TASK OBJECTIVE - Copy the records below word for word and line by line, including every number. Leave out the pictures.

RECORDED INFORMATION -
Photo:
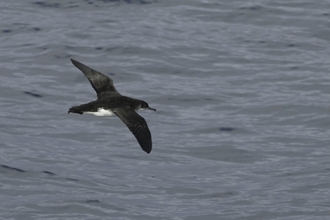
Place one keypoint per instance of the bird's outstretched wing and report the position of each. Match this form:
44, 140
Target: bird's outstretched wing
101, 83
137, 125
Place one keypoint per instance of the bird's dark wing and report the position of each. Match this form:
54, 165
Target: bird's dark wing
137, 125
101, 83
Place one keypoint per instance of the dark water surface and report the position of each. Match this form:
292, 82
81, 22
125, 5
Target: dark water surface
242, 92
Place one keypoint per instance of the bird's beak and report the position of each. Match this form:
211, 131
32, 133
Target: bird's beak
151, 108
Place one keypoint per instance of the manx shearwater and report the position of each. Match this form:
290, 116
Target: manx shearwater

COMPLETE RESPONSE -
Photo:
Place one keypoint per instance of the bird's outstretched wing and report the position of each. Match this form:
44, 140
Target: bird's outstretched wing
101, 83
137, 125
Place one keypoint per instance of the bird's dark wing and report the position of each. Match this form:
54, 165
Target: bird's dark wing
137, 125
101, 83
Place one keypoint per instance of the dark water surface and report the position of each. Match this form:
292, 82
81, 22
125, 5
Target: dark water surface
242, 92
Place one keypoint per instance of the bird's beak and report the position of each. Match this form:
211, 131
32, 133
Target: bird's beak
151, 108
Place one keypoint per instance of the manx shearwater and report the position of each. Match this form:
290, 116
Target: manx shearwater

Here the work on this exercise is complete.